═════ Extract to read ═════

GC-MS Spectral Library Search and Molecular Networking¶
Configure the workflow¶
There are two options to open the job page for conducting a spectral library search and create a molecular network.
- By clicking on the link “Search Spectral Library and Molecular Network” from the deconvolution job page status. See GC-MS Deconvolution for GNPS documentation.
- By clicking on the “Analyze” icon from the GNPS home page.
The "Search Option" section in the job window allows importing files needed for the spectral library search and the molecular networking generation. By clicking on "select Input Files", a pop-up window appears, allowing to select every needed file.
(1), (2) The .mgf file containing the deconvolved EI spectra and the .csv feature quantification table automatically (with balance score) adds if the spectral library search is launched from the deconvolution job performed with MS-Hub. Otherwise, they can be added by the user from others processing software (MS-DIAL, MZmine2, etc...). The right "Quantification Table Source" has to be selected.
(3) Select your metadata table formatted as a tab-separated .txt file. To create your metadata table properly, see the documentation here.

═════ Records ═════

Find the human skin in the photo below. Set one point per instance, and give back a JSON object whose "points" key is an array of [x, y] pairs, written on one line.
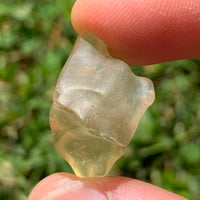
{"points": [[140, 32]]}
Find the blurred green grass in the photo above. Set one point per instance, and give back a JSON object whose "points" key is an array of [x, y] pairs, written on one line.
{"points": [[36, 38]]}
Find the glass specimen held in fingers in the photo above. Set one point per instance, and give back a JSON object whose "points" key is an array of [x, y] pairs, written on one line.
{"points": [[97, 105]]}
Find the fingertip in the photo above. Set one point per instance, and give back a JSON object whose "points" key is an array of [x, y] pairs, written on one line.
{"points": [[142, 32], [63, 186]]}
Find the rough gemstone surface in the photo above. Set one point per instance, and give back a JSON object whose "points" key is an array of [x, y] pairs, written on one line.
{"points": [[97, 105]]}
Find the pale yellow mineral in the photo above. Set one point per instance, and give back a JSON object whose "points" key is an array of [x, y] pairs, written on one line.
{"points": [[97, 105]]}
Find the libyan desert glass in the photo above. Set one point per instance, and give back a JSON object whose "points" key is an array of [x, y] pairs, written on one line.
{"points": [[97, 105]]}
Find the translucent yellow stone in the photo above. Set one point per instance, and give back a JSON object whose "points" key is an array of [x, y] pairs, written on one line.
{"points": [[97, 105]]}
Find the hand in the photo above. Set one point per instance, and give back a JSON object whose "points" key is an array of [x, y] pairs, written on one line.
{"points": [[64, 186], [139, 32]]}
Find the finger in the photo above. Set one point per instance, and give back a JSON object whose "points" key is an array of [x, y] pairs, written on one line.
{"points": [[66, 186], [142, 32]]}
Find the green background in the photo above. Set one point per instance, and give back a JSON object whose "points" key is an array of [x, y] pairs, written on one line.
{"points": [[36, 38]]}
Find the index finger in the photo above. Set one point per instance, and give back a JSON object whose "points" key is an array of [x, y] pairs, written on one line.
{"points": [[142, 32]]}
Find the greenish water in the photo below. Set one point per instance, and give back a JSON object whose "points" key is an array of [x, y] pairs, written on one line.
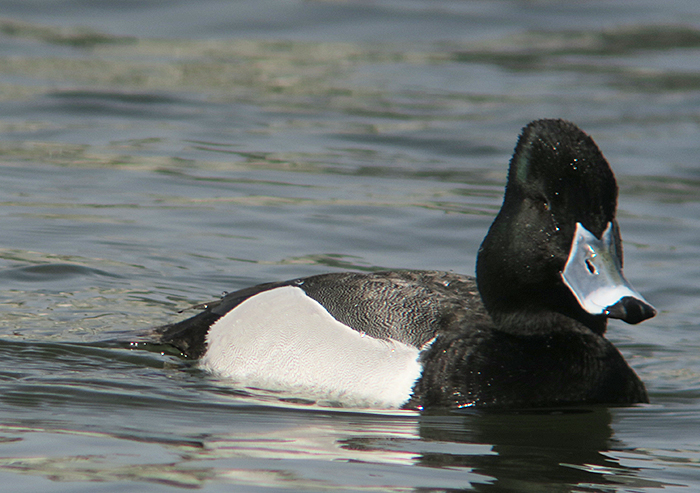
{"points": [[156, 154]]}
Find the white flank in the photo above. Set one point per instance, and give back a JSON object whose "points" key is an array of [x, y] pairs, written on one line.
{"points": [[282, 339]]}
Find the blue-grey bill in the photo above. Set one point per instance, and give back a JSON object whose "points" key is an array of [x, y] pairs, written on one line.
{"points": [[593, 273]]}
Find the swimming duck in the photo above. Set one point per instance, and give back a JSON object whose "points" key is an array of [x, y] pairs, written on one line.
{"points": [[527, 332]]}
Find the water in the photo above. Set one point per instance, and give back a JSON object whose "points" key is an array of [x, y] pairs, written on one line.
{"points": [[155, 154]]}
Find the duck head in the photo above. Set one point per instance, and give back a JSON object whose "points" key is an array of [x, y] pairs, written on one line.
{"points": [[555, 247]]}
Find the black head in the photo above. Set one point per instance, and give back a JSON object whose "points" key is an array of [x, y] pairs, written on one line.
{"points": [[559, 184]]}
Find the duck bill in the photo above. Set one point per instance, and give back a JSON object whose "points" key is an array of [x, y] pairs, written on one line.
{"points": [[593, 273]]}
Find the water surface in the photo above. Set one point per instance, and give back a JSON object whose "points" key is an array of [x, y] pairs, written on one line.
{"points": [[156, 154]]}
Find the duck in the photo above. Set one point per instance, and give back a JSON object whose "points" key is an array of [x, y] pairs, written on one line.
{"points": [[527, 332]]}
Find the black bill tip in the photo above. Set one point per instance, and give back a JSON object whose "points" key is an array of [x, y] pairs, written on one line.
{"points": [[631, 310]]}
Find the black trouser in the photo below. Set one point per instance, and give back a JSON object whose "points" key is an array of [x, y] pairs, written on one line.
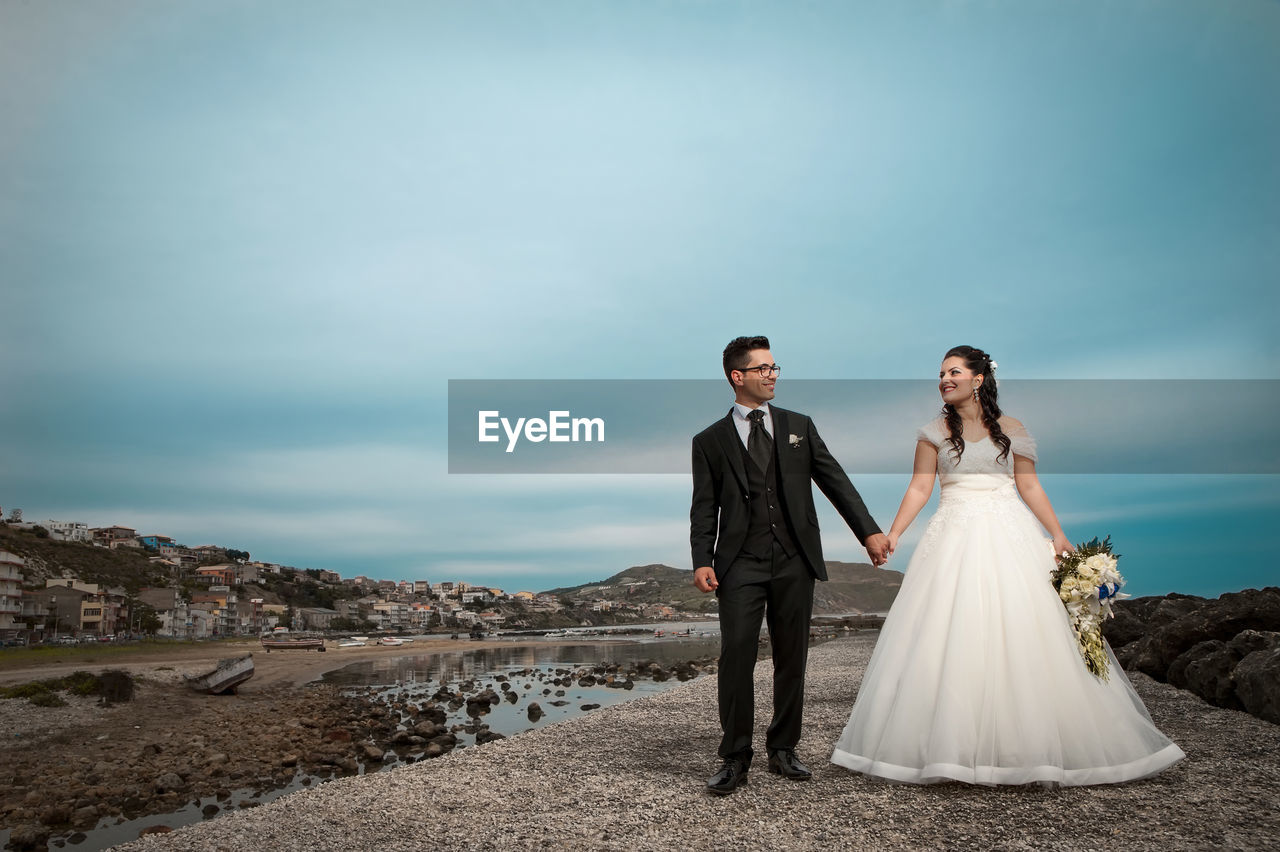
{"points": [[781, 590]]}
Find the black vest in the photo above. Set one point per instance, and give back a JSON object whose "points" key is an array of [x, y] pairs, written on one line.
{"points": [[766, 518]]}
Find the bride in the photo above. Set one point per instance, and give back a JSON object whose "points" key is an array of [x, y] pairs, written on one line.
{"points": [[977, 676]]}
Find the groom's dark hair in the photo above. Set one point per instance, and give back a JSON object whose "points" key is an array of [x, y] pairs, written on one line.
{"points": [[736, 353]]}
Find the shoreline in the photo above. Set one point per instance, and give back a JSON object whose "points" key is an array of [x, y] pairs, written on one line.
{"points": [[630, 777], [292, 668]]}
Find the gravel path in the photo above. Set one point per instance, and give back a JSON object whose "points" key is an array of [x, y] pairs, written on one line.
{"points": [[631, 777]]}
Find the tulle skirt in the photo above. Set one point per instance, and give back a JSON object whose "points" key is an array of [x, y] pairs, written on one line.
{"points": [[977, 676]]}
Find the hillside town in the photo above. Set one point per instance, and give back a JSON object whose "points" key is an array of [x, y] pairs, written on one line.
{"points": [[209, 591]]}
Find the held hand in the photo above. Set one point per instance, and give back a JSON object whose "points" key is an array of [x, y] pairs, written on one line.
{"points": [[877, 548], [705, 578]]}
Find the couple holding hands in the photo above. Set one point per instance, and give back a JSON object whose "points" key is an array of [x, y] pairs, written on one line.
{"points": [[976, 676]]}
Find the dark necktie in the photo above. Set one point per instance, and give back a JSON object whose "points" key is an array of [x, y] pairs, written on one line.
{"points": [[758, 441]]}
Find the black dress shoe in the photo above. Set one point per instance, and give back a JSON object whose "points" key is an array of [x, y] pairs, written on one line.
{"points": [[786, 764], [731, 775]]}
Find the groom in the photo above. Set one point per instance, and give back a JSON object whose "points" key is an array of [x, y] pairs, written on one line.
{"points": [[755, 543]]}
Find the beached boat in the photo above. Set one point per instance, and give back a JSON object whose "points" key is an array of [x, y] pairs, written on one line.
{"points": [[223, 679], [292, 644]]}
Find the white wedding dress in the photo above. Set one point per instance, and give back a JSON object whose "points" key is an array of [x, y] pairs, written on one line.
{"points": [[977, 676]]}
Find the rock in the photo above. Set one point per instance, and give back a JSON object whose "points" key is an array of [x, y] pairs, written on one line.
{"points": [[28, 837], [55, 815], [169, 783], [1208, 668], [1257, 682], [1217, 619]]}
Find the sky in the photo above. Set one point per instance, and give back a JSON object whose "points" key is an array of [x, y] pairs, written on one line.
{"points": [[245, 250]]}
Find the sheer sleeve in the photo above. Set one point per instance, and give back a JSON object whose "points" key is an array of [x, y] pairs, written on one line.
{"points": [[1022, 441], [933, 433]]}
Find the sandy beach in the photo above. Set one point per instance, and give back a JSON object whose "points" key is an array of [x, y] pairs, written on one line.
{"points": [[630, 777]]}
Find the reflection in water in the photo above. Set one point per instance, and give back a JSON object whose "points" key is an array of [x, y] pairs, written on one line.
{"points": [[451, 667], [530, 673]]}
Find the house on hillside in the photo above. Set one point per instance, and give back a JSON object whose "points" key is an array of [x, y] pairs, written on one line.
{"points": [[10, 591], [115, 536], [68, 531]]}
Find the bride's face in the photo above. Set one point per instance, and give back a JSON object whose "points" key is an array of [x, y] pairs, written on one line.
{"points": [[956, 381]]}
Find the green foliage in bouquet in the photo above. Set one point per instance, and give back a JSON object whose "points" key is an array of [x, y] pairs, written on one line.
{"points": [[1087, 582]]}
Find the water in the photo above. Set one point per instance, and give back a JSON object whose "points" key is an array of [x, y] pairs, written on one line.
{"points": [[415, 677]]}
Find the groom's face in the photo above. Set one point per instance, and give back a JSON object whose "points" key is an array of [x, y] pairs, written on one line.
{"points": [[754, 389]]}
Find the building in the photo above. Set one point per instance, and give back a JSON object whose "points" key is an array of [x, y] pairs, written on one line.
{"points": [[216, 575], [10, 591], [101, 615], [114, 536], [68, 531], [314, 618], [72, 582]]}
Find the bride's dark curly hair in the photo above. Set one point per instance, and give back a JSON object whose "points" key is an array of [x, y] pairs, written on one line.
{"points": [[979, 362]]}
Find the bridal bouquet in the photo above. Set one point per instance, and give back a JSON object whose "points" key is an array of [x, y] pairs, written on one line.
{"points": [[1088, 583]]}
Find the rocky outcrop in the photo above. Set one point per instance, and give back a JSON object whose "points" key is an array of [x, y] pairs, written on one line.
{"points": [[1225, 650]]}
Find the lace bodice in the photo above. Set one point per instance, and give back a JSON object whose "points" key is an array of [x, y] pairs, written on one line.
{"points": [[979, 467]]}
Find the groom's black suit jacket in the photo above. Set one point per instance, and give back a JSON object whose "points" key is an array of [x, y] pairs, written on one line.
{"points": [[720, 513]]}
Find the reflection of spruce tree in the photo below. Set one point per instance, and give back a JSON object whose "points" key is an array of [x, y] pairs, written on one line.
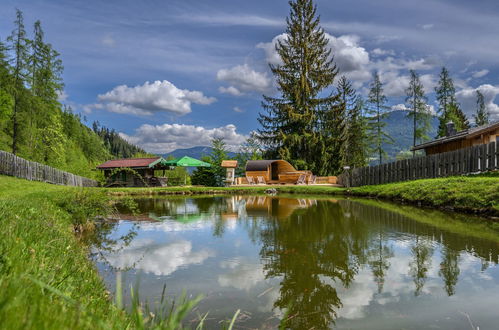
{"points": [[449, 269], [379, 254], [421, 252], [311, 256]]}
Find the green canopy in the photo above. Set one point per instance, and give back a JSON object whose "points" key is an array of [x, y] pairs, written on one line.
{"points": [[187, 161]]}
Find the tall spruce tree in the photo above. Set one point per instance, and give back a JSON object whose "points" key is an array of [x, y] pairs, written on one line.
{"points": [[376, 111], [353, 149], [18, 46], [448, 107], [445, 93], [292, 124], [419, 112], [482, 115]]}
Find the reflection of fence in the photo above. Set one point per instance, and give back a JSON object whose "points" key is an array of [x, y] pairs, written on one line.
{"points": [[19, 167], [476, 159]]}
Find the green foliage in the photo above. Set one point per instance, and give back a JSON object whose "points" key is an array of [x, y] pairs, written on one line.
{"points": [[204, 176], [218, 154], [250, 150], [33, 124], [482, 115], [354, 149], [448, 108], [46, 278], [376, 110], [471, 193], [115, 144], [417, 103], [301, 123]]}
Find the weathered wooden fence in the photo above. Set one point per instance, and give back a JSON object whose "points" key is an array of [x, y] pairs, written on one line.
{"points": [[19, 167], [476, 159]]}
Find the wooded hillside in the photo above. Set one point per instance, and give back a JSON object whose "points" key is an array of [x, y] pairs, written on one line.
{"points": [[33, 123]]}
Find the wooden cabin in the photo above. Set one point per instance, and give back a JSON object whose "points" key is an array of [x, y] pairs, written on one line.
{"points": [[462, 139], [230, 166], [279, 172], [273, 171], [134, 172]]}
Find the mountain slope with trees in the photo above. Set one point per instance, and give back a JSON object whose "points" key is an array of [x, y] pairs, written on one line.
{"points": [[33, 123]]}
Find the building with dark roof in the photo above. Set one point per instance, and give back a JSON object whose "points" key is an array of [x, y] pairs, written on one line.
{"points": [[463, 139], [134, 172]]}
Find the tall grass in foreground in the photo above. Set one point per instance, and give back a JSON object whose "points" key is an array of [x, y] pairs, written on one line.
{"points": [[46, 278]]}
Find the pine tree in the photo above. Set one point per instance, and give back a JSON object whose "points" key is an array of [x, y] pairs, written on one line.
{"points": [[419, 112], [376, 110], [292, 124], [19, 47], [353, 146], [218, 154], [445, 93], [457, 116], [482, 115]]}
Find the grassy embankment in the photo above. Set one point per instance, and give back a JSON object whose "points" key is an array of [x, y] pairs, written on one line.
{"points": [[478, 194], [46, 278]]}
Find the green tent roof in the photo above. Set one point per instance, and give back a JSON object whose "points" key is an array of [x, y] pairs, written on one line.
{"points": [[187, 161]]}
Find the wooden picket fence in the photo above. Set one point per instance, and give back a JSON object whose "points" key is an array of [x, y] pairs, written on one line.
{"points": [[476, 159], [19, 167]]}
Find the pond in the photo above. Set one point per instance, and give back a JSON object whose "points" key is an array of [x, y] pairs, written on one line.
{"points": [[309, 262]]}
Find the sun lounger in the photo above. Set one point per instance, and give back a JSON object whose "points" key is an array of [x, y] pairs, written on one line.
{"points": [[301, 179]]}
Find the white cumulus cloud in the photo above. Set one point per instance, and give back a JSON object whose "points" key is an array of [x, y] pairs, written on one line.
{"points": [[480, 74], [467, 99], [243, 79], [351, 59], [165, 138], [150, 98]]}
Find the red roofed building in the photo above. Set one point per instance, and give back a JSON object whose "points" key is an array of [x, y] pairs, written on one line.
{"points": [[134, 172]]}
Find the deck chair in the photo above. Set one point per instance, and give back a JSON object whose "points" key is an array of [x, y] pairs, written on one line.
{"points": [[301, 179], [312, 179], [261, 180]]}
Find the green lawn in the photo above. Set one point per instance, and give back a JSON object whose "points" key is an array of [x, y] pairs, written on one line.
{"points": [[47, 280], [477, 194]]}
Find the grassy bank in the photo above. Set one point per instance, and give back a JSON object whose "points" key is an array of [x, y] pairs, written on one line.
{"points": [[221, 190], [466, 194], [47, 280]]}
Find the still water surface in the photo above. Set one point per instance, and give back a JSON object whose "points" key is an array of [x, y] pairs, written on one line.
{"points": [[311, 263]]}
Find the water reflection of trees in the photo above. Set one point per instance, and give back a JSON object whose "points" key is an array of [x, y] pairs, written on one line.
{"points": [[311, 252], [316, 246], [315, 249]]}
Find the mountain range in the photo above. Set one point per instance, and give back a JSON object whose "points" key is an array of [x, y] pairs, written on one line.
{"points": [[398, 126]]}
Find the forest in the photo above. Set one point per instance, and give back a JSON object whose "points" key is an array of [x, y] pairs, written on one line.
{"points": [[320, 122], [33, 123]]}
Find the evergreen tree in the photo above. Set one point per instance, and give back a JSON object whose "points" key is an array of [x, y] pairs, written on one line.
{"points": [[353, 149], [417, 103], [204, 176], [445, 93], [19, 48], [448, 107], [376, 110], [482, 115], [250, 150], [218, 154], [292, 124], [457, 116]]}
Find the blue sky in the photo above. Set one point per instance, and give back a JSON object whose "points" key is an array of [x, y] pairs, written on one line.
{"points": [[174, 74]]}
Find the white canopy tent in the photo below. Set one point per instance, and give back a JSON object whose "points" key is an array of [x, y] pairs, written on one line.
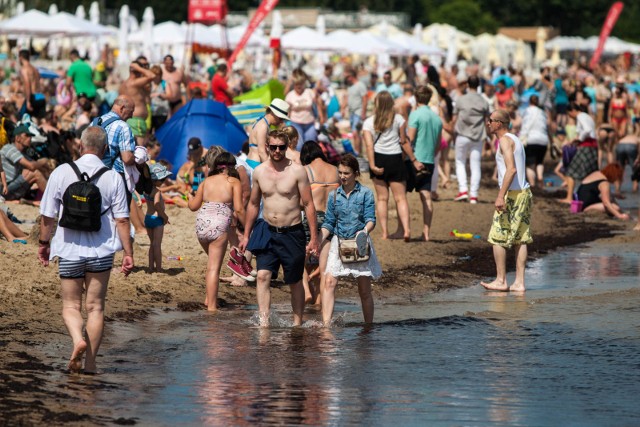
{"points": [[36, 23], [415, 46], [305, 38]]}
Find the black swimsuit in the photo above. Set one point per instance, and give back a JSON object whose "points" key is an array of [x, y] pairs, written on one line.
{"points": [[589, 193]]}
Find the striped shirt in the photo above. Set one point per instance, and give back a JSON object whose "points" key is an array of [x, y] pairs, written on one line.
{"points": [[120, 138]]}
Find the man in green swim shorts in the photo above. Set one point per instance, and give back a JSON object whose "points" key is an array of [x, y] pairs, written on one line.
{"points": [[512, 218]]}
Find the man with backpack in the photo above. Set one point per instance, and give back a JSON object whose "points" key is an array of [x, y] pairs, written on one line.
{"points": [[94, 224], [120, 140]]}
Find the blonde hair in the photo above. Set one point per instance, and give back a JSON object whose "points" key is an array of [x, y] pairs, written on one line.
{"points": [[292, 136], [298, 76], [503, 117], [383, 111]]}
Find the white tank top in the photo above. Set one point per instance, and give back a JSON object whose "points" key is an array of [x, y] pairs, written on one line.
{"points": [[520, 180]]}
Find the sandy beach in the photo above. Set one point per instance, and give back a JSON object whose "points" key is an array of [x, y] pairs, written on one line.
{"points": [[34, 341]]}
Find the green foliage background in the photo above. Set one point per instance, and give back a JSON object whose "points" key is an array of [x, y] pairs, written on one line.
{"points": [[572, 17]]}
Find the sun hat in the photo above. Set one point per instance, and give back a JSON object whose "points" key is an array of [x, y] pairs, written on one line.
{"points": [[158, 171], [280, 108], [22, 129]]}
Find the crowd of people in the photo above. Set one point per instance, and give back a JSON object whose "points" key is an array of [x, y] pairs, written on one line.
{"points": [[292, 199]]}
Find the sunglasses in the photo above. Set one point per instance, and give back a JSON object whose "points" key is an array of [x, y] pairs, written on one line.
{"points": [[277, 147]]}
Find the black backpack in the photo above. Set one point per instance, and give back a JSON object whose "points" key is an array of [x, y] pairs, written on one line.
{"points": [[82, 202]]}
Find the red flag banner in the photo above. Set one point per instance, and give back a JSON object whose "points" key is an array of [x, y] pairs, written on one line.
{"points": [[612, 17], [265, 8], [207, 11]]}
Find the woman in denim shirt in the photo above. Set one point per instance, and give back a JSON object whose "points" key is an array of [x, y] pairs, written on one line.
{"points": [[350, 209]]}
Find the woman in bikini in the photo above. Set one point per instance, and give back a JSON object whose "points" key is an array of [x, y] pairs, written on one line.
{"points": [[216, 199], [618, 116], [323, 177], [595, 191]]}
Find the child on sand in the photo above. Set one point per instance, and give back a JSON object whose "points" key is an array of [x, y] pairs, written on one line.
{"points": [[156, 218], [216, 199]]}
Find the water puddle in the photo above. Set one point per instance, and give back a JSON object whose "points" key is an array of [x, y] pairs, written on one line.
{"points": [[566, 353]]}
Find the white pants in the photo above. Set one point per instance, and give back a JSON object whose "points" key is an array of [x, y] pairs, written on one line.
{"points": [[434, 177], [472, 150]]}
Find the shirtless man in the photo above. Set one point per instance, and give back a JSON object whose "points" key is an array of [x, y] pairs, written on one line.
{"points": [[173, 78], [35, 102], [136, 87], [277, 112], [279, 239]]}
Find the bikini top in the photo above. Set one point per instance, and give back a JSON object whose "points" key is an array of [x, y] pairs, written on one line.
{"points": [[317, 184], [254, 125]]}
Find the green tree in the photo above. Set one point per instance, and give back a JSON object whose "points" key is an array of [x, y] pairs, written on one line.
{"points": [[466, 15]]}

═════

# Written tasks:
a – According to the GC-MS workflow page, in what format should the metadata table be supplied?
b – Rewrite the passage of the GC-MS workflow page starting with "GC-MS Spectral Library" and going on through "for GNPS documentation.", swapping "job page" for "job window".
Rely only on the GC-MS workflow page, not on the data.

# Task responses:
a – As a tab-separated .txt file.

b –
GC-MS Spectral Library Search and Molecular Networking¶
Configure the workflow¶
There are two options to open the job window for conducting a spectral library search and create a molecular network.
- By clicking on the link “Search Spectral Library and Molecular Network” from the deconvolution job window status. See GC-MS Deconvolution for GNPS documentation.